<i>Copyright (c) Microsoft Corporation. All rights reserved.</i>

<i>Licensed under the MIT License.</i>

# Benchmark with Movielens dataset

This notebooks compares several algorithms on Movielens dataset.



## 0 Globals settings

In [1]:
import sys
sys.path.append("../")
import os
import json
import pandas as pd
import numpy as np
import seaborn as sns
import pyspark
import torch
import fastai
import tensorflow as tf
import surprise

from reco_utils.common.general_utils import get_number_processors
from reco_utils.common.gpu_utils import get_cuda_version, get_cudnn_version
from reco_utils.dataset import movielens
from reco_utils.dataset.python_splitters import python_stratified_split

from benchmark_utils import * #TODO: change this

print("System version: {}".format(sys.version))
print("Pandas version: {}".format(pd.__version__))
print("PySpark version: {}".format(pyspark.__version__))
print("Surprise version: {}".format(surprise.__version__))
print("PyTorch version: {}".format(torch.__version__))
print("Fast AI version: {}".format(fastai.__version__))
print("Tensorflow version: {}".format(tf.__version__))
print("CUDA version: {}".format(get_cuda_version()))
print("CuDNN version: {}".format(get_cudnn_version()))
n_cores = get_number_processors()
print("Number of cores: {}".format(n_cores))

%load_ext autoreload
%autoreload 2

System version: 3.6.8 |Anaconda, Inc.| (default, Dec 30 2018, 01:22:34) 
[GCC 7.3.0]
Pandas version: 0.24.1
PySpark version: 2.3.1
Surprise version: 1.0.6
PyTorch version: 1.0.0
Fast AI version: 1.0.46
Tensorflow version: 1.12.0
CUDA version: CUDA Version 9.2.148
CuDNN version: 7.2.1
Number of cores: 6


In [3]:
# Model parameters
EPOCHS_CPU = 30
EPOCHS_PYSPARK = 15
EPOCHS_GPU = 5


In [4]:
# Hide fastai progress bar
hide_fastai_progress_bar()

In [5]:
# fix random seeds to make sure out runs are reproducible
np.random.seed(SEED)
torch.manual_seed(SEED)
torch.cuda.manual_seed_all(SEED)

Given information »
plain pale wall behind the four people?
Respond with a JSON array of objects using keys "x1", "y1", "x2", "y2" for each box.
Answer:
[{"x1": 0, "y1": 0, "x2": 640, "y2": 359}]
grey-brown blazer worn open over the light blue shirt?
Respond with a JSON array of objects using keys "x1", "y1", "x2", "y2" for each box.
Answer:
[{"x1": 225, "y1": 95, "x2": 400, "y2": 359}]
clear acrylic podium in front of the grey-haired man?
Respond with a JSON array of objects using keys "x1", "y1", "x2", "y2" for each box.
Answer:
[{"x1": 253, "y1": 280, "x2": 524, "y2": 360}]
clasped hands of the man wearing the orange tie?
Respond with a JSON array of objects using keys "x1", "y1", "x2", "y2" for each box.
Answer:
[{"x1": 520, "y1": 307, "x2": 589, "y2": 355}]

Exercise instructions »
**A.** In the Movielens benchmark notebook, why are the random seeds fixed? Answer in one to three sentences.
**B.** Copy the stretch of the Movielens benchmark notebook from "n_cores = get_number_processors()" through "30 2018, 01:22:34)" word for word.

Responses by item number »
**A.** The notebook fixes the random seeds for NumPy, PyTorch, and all CUDA devices so that its runs are reproducible.

**B.**
n_cores = get_number_processors()
print("Number of cores: {}".format(n_cores))

%load_ext autoreload
%autoreload 2

System version: 3.6.8 |Anaconda, Inc.| (default, Dec 30 2018, 01:22:34)